- Task item: Make an exact copy of the entries below.

- Stored data entries:

########

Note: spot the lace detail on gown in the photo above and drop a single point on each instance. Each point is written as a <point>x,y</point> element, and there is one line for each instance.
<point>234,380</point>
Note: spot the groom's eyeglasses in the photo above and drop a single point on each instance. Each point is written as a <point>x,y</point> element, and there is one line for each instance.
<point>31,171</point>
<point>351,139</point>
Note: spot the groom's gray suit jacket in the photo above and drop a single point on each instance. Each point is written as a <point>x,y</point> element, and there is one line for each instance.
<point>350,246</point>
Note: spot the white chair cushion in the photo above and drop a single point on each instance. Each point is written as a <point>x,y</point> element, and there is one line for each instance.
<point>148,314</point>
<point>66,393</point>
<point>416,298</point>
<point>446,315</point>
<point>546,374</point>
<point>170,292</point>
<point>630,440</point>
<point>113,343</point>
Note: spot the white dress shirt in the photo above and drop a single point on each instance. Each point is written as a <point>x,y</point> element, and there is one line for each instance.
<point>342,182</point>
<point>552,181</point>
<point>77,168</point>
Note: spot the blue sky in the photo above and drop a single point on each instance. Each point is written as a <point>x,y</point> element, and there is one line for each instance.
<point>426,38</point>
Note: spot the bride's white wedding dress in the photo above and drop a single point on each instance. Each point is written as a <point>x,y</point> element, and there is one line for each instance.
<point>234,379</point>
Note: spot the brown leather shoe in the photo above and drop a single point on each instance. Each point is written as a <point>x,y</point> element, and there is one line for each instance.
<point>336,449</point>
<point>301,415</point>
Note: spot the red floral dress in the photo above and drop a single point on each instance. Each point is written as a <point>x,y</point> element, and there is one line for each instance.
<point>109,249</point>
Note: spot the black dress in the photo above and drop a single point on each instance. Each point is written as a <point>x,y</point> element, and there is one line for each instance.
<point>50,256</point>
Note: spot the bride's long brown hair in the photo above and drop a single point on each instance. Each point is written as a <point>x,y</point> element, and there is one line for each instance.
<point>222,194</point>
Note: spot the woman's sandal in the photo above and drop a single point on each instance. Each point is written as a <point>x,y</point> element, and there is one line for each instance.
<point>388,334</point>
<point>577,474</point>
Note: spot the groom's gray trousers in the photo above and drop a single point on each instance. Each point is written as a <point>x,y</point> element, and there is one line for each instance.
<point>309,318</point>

########

- Worked solution:
Note: spot the lace detail on gown in the photo above and drop a single point on each instance. Each point is written as a <point>x,y</point> element, and there is one line for each instance.
<point>234,380</point>
Note: spot the groom's eyeglasses in the photo above and drop a single point on each instance. Each point is written as a <point>x,y</point> element, and there is one line for each instance.
<point>31,171</point>
<point>351,139</point>
Note: spot the groom's gray suit jacket in the photo above and drop a single point on each instance. Each point is written as a <point>x,y</point> element, and there is one line for each instance.
<point>350,246</point>
Note: spot the white chair cushion in the photo above and drop a single point on each instance. Each point is written as a <point>x,y</point> element, and there is one line for each instance.
<point>148,314</point>
<point>66,393</point>
<point>416,298</point>
<point>446,315</point>
<point>546,374</point>
<point>170,292</point>
<point>630,440</point>
<point>113,343</point>
Note: spot the white dress shirt in the photo above and drop a single point on each instance. Each point is written as a <point>x,y</point> element, and there is one line for each instance.
<point>342,182</point>
<point>552,181</point>
<point>77,168</point>
Note: spot the blue sky in the photo above and drop a single point on each instance. Each point is written as a <point>x,y</point> element, and there is one line for each instance.
<point>426,38</point>
Note: spot the bride's white wedding dress in the photo above and drop a single point on each instance. Each point is written as a <point>x,y</point> element, and there is one line for each instance.
<point>234,379</point>
Note: spot the brown leather shoe in the photo above and drop a single point on each instance. Each point is written as a <point>x,y</point> element, and there is one line for each instance.
<point>336,449</point>
<point>301,415</point>
Note: spot the red floral dress in the photo above and drop a single point on each instance. Each point is written as a <point>x,y</point> element, and there is one line for each instance.
<point>109,249</point>
Note: spot the black dress in the photo above and drop a single point on each instance. Each point is written as a <point>x,y</point> element, and there is one line for each instance.
<point>50,256</point>
Note: spot the bride's long brown hair in the photo above and drop a single point on each instance. Each point is written as a <point>x,y</point> element, and there is one line for each instance.
<point>222,194</point>
Note: spot the woman's sandal in the photo above and drop a single point on each instance. Each point is written as a <point>x,y</point> element, and there is one line for each instance.
<point>388,334</point>
<point>577,474</point>
Note: spot the groom's gray trousers in the photo above and drop a single point on each instance. Each point is written as a <point>x,y</point> element, and there is one line for each instance.
<point>309,318</point>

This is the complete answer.